— Start —

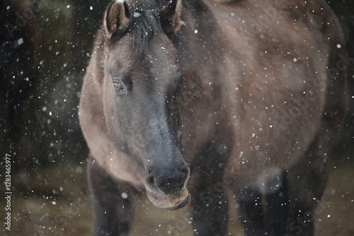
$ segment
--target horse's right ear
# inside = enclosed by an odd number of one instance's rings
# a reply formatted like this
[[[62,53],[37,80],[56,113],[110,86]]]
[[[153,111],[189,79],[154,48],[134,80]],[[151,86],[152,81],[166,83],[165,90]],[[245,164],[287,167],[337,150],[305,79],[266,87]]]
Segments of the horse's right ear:
[[[125,0],[113,1],[105,15],[105,26],[108,35],[110,37],[116,32],[125,32],[130,23],[130,16],[128,4]]]

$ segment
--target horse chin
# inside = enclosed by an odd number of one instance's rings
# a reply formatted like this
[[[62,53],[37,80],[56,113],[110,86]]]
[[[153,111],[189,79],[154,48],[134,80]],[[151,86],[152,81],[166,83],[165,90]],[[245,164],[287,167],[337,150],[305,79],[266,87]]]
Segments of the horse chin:
[[[149,200],[156,207],[169,211],[176,211],[186,206],[190,202],[190,196],[183,190],[178,196],[164,194],[162,192],[152,193],[147,191]]]

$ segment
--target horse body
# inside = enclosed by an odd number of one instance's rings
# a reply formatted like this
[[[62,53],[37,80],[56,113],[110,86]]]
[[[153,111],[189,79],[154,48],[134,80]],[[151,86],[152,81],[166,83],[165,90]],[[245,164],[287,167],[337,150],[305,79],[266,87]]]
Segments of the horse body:
[[[181,67],[185,83],[191,83],[186,90],[199,96],[184,96],[182,133],[190,138],[183,138],[183,146],[185,153],[190,152],[185,158],[193,158],[217,137],[216,146],[227,150],[227,165],[235,179],[249,184],[260,171],[294,165],[320,129],[329,45],[319,37],[321,33],[316,25],[295,21],[296,16],[290,17],[291,13],[281,9],[268,19],[275,23],[271,26],[258,24],[254,27],[259,29],[250,30],[247,20],[261,19],[271,5],[264,1],[239,4],[234,8],[205,6],[212,17],[198,13],[198,20],[214,25],[194,25],[194,16],[188,22],[194,28],[182,29],[187,38]],[[263,6],[255,8],[257,4]],[[244,10],[249,8],[252,11]],[[211,36],[205,37],[207,33]],[[190,92],[191,87],[195,90]]]
[[[145,189],[190,203],[201,235],[226,234],[229,191],[247,235],[312,235],[346,107],[326,3],[128,4],[108,7],[80,102],[95,234],[127,233]]]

— End —

■ What needs to be done ■
Render every line of the entries above as a JSON list of strings, one string per line, skipping blank lines and leaving out the picture lines.

■ Answer in full ■
[
  "$ segment",
  "--target horse's right ear",
  "# inside = enclosed by an odd number of one instance's rings",
  "# a reply formatted like this",
  "[[[62,53],[37,80],[56,113],[110,86]]]",
  "[[[153,111],[189,79],[154,48],[134,80]],[[151,86],[152,81],[166,83],[165,90]],[[245,164],[287,167],[337,150],[305,79],[266,87]]]",
  "Segments of the horse's right ear:",
  "[[[125,0],[113,1],[105,15],[105,26],[108,35],[110,37],[116,32],[125,32],[130,23],[130,16],[128,4]]]",
  "$ segment",
  "--target horse chin",
  "# inside = enclosed by an odd number of one instance's rings",
  "# a reply formatted like this",
  "[[[62,53],[37,80],[56,113],[110,86]]]",
  "[[[153,111],[189,79],[154,48],[134,80]],[[151,86],[152,81],[166,83],[165,90]],[[245,164],[287,167],[337,150],[305,79],[266,87]]]",
  "Segments of the horse chin:",
  "[[[149,200],[156,207],[169,211],[176,211],[186,206],[190,202],[190,196],[183,190],[178,196],[164,194],[162,192],[152,193],[147,191]]]",
  "$ segment",
  "--target horse body",
  "# inside = enclosed by an odd number of one instance's rings",
  "# a reply formatted like this",
  "[[[62,53],[37,80],[56,113],[110,86]]]",
  "[[[153,111],[189,79],[154,48],[134,80]],[[151,86],[152,81],[166,83],[165,90]],[[245,164],[287,167],[337,150],[305,79],[266,87]]]",
  "Segments of the horse body:",
  "[[[181,67],[185,83],[191,83],[186,90],[199,96],[184,96],[182,133],[190,138],[183,138],[183,146],[185,153],[190,152],[185,158],[193,158],[217,137],[216,146],[227,150],[227,165],[235,179],[249,184],[260,171],[294,165],[320,129],[329,45],[319,37],[321,33],[316,25],[295,21],[296,16],[290,17],[291,13],[281,9],[268,19],[275,23],[271,26],[258,24],[254,27],[259,29],[250,30],[247,20],[261,19],[271,5],[264,1],[239,4],[234,8],[205,6],[212,17],[198,13],[198,20],[214,25],[194,25],[194,16],[188,22],[194,28],[182,29],[187,38]],[[263,6],[255,8],[257,4]],[[244,10],[249,8],[252,11]],[[211,36],[205,37],[207,33]],[[190,92],[191,87],[195,90]]]",
  "[[[145,189],[190,203],[201,235],[226,234],[229,191],[247,235],[312,235],[346,107],[326,3],[128,4],[108,7],[80,102],[95,234],[127,233]]]"
]